# Task objective:
Reproduce the listing below, swapping each occurrence of "rough mask" for "coarse mask" and leaving every other character as it is.

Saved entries
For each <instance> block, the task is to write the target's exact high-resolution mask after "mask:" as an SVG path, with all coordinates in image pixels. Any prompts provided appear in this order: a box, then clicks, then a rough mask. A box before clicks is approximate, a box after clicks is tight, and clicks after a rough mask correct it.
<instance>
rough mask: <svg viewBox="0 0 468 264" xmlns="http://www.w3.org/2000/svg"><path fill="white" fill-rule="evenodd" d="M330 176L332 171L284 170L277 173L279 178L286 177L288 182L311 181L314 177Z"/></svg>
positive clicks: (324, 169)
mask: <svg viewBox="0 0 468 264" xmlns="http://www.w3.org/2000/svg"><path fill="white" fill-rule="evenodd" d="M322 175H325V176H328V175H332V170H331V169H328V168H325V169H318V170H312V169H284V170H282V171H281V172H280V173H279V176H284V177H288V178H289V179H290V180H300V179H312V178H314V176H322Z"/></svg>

# Finished exercise:
For each <instance> block, the task is to write the target's exact high-resolution mask after "mask:" as an SVG path, with all coordinates in image pixels. Any prompts provided appear in this order: a box, then clicks, then a coarse mask. A box before clicks is approximate, a box after clicks is tight, and clicks after a coarse mask correct it.
<instance>
coarse mask: <svg viewBox="0 0 468 264" xmlns="http://www.w3.org/2000/svg"><path fill="white" fill-rule="evenodd" d="M330 176L332 171L284 170L277 173L279 178L286 177L288 182L311 181L314 177Z"/></svg>
positive clicks: (324, 169)
mask: <svg viewBox="0 0 468 264" xmlns="http://www.w3.org/2000/svg"><path fill="white" fill-rule="evenodd" d="M322 175H325V176H328V175H332V170H331V169H328V168H325V169H318V170H312V169H284V170H282V171H281V172H280V173H279V176H284V177H288V178H289V179H290V180H300V179H312V178H314V176H322Z"/></svg>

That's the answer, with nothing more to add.